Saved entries
::::
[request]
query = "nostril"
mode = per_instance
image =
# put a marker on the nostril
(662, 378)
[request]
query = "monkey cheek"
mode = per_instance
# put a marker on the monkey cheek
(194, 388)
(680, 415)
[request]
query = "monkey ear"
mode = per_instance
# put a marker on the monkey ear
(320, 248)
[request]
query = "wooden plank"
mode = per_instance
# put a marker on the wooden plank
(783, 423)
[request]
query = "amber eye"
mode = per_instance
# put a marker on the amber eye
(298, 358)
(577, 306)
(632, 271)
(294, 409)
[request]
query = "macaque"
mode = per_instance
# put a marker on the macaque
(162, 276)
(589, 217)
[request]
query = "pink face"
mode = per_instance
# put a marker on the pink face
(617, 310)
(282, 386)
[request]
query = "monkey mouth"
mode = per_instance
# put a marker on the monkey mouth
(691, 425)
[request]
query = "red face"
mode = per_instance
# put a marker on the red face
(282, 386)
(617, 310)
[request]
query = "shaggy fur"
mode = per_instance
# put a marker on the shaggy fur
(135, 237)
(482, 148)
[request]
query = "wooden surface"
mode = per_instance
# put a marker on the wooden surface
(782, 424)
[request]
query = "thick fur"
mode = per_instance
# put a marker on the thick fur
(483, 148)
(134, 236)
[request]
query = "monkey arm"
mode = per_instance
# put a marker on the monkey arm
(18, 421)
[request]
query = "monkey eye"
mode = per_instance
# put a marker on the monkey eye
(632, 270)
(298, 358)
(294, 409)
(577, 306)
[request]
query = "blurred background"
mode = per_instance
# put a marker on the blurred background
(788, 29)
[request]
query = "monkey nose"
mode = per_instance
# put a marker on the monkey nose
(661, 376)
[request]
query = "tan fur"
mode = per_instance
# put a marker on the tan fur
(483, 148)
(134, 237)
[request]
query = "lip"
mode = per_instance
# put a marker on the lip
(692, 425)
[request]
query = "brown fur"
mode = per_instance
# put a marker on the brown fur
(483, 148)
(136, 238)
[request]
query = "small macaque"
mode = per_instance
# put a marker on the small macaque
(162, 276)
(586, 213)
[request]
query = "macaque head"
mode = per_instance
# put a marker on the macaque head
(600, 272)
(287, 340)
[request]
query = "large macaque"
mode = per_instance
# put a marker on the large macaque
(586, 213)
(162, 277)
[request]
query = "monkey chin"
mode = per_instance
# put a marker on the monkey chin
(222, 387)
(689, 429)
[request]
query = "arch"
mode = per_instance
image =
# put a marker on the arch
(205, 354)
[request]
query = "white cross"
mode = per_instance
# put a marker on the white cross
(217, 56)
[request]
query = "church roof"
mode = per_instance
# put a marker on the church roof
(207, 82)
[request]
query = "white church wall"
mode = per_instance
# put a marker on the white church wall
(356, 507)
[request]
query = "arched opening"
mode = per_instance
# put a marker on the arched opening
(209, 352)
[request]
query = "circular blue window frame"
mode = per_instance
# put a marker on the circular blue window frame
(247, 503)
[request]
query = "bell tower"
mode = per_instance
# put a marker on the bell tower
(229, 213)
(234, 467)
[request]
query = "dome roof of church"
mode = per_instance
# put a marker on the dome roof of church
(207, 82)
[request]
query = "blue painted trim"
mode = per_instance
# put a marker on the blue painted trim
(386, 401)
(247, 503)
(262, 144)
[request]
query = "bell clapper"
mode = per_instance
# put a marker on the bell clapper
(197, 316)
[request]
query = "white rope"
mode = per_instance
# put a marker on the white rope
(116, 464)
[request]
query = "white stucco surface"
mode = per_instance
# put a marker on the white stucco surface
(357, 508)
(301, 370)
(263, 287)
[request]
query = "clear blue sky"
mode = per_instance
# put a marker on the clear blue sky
::::
# What you need to do:
Only one number is wanted: how many lines of the data above include the word "clear".

# Exercise output:
2